[Excerpts from location labeling data]

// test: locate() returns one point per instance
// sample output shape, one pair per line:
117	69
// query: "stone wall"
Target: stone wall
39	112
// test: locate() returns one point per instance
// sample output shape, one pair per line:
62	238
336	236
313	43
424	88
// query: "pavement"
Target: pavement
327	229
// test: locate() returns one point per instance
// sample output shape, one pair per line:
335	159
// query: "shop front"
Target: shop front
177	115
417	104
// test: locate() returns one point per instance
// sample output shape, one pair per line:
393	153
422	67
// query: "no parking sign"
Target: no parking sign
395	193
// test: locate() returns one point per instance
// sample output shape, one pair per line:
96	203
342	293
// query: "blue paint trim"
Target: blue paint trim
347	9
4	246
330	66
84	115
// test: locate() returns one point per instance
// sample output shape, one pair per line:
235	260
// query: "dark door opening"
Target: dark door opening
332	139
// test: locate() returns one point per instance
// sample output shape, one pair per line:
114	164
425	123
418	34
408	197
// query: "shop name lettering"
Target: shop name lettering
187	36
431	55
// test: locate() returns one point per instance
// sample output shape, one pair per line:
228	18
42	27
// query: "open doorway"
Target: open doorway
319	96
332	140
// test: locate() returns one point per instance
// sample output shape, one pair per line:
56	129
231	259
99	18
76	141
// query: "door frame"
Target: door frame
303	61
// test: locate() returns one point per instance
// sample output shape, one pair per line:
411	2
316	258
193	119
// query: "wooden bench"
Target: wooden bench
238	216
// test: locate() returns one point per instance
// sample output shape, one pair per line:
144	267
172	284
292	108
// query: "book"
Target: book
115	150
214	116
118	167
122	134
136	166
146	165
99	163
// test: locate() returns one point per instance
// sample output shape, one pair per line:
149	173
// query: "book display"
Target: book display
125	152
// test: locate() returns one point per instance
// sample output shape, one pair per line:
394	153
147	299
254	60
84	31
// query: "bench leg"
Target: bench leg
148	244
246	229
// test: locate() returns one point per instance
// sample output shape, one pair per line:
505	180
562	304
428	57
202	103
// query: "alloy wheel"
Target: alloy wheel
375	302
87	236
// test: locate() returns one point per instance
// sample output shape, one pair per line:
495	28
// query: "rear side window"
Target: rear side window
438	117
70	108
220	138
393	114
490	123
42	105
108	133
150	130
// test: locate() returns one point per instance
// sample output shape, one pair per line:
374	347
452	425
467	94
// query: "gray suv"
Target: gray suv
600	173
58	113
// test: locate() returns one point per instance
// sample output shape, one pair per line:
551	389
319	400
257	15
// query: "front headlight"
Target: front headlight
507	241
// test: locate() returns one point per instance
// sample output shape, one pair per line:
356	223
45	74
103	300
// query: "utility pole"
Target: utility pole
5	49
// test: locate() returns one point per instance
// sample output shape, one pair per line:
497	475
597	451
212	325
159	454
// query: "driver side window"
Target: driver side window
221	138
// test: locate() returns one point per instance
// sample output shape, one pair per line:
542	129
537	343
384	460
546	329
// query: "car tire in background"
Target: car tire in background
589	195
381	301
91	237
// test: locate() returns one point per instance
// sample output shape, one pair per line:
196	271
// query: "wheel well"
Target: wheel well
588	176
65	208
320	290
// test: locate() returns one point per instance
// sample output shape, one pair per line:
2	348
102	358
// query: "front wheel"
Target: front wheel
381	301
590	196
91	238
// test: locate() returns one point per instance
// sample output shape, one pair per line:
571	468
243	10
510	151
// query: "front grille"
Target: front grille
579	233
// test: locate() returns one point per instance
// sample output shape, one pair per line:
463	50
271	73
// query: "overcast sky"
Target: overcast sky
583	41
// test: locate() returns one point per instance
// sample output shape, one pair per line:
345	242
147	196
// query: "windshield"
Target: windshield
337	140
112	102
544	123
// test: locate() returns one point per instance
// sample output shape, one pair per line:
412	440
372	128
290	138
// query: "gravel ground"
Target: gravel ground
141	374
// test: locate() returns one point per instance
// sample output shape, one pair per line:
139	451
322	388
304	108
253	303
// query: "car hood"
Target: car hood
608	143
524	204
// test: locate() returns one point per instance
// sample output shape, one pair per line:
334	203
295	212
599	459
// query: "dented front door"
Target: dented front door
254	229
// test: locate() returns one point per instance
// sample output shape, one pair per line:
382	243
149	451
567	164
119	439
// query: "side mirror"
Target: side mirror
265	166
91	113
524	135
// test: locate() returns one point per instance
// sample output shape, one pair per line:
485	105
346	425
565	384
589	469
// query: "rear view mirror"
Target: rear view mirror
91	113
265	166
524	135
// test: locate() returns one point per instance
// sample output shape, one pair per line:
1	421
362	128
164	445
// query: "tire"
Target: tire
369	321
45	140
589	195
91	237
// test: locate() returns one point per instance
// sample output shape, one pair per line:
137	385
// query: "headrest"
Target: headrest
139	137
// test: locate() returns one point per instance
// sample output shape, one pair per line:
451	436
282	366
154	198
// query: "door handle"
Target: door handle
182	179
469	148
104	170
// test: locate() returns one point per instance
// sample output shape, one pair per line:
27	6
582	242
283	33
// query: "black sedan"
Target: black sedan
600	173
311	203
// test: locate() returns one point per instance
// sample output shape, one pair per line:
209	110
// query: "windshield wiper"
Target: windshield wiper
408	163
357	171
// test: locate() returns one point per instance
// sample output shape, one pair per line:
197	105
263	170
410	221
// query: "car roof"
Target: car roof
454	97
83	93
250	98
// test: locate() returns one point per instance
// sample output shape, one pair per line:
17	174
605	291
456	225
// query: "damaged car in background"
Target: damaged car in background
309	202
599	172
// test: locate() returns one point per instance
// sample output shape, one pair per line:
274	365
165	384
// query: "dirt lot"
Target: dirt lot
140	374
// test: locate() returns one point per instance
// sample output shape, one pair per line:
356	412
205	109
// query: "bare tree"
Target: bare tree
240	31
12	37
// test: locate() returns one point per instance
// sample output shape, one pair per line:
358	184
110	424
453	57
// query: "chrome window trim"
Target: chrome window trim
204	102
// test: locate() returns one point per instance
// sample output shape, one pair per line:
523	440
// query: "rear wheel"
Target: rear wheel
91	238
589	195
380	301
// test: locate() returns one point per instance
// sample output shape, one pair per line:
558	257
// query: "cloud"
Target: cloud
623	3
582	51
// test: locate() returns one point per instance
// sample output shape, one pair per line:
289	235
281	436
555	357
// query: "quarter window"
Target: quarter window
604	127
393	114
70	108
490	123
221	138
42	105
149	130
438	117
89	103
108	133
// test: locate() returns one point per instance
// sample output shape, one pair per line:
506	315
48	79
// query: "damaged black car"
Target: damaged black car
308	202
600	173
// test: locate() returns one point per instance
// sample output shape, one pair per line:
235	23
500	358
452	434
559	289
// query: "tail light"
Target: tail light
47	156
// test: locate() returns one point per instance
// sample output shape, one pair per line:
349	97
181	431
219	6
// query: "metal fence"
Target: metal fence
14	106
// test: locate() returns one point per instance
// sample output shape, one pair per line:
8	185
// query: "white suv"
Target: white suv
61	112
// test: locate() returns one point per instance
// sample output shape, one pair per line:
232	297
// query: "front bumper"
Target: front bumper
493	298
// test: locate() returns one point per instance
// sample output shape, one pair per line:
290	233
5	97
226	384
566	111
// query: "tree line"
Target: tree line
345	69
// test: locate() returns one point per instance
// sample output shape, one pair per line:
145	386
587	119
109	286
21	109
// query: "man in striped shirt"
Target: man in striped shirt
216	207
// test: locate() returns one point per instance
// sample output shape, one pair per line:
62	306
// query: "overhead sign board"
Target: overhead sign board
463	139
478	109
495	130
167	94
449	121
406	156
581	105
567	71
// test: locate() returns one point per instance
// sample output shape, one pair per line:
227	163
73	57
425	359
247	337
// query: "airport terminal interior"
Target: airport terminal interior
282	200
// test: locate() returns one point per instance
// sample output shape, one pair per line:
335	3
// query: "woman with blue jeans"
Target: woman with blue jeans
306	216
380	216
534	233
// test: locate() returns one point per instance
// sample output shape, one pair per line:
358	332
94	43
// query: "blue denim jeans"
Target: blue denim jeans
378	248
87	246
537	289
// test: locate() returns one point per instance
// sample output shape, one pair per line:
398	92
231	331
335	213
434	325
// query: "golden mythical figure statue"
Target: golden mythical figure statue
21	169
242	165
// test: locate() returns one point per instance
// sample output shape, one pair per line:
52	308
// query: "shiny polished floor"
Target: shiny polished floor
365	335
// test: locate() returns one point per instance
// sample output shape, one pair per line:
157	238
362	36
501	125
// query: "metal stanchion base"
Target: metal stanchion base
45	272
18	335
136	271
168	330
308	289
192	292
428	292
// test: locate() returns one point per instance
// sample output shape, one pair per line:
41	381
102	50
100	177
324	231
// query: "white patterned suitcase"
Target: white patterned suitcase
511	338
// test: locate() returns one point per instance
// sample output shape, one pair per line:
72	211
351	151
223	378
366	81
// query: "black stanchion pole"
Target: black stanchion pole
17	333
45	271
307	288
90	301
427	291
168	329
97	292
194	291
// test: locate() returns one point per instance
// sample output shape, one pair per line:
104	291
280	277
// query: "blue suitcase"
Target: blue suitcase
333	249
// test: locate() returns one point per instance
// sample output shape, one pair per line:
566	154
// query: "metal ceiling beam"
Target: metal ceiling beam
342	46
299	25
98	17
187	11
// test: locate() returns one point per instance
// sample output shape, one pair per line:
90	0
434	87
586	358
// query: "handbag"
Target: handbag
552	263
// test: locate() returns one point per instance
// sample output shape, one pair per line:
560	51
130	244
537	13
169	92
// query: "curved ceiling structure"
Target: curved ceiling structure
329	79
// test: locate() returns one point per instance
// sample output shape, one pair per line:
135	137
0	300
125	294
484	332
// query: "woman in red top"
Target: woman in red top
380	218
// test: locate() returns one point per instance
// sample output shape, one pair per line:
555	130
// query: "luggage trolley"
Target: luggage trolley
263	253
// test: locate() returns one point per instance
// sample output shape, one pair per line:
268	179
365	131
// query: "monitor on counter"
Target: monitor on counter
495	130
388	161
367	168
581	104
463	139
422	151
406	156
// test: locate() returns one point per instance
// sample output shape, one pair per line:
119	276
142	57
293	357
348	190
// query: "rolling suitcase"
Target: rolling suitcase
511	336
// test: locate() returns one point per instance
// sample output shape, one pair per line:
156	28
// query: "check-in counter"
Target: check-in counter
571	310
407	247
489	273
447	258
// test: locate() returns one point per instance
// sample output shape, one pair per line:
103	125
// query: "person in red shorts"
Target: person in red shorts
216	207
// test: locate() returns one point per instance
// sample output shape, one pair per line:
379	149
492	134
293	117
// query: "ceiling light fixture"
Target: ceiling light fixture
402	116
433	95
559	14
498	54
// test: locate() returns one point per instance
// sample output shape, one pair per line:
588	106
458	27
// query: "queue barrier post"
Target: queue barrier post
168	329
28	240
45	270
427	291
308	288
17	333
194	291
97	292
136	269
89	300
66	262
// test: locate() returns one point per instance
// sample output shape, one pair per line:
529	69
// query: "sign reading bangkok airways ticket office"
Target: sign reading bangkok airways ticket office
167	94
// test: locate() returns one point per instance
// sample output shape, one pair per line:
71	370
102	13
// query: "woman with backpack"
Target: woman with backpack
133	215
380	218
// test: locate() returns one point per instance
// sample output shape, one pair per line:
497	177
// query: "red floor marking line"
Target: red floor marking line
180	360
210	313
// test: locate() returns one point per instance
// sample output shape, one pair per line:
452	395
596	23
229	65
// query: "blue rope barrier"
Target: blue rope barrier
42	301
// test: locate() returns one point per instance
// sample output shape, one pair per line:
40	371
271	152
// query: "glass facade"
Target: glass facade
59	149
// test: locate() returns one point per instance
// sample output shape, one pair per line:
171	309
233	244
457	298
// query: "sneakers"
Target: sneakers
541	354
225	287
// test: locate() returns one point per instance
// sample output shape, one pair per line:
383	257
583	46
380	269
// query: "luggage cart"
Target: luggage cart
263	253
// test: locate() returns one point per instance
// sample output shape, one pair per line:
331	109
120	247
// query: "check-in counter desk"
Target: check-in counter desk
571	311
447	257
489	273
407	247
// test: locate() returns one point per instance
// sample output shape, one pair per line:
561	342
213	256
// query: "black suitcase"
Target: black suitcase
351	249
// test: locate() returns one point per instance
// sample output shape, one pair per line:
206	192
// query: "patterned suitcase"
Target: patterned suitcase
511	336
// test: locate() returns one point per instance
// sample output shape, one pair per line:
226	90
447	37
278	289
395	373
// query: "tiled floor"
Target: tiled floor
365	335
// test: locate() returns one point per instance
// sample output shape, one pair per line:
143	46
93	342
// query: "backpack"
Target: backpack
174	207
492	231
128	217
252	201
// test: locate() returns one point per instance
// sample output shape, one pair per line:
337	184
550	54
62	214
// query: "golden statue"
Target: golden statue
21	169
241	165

Aim => Find every line in the records above that contains the word "trolley" and copy each one in full.

Right answer =>
// query: "luggage trolley"
Target: luggage trolley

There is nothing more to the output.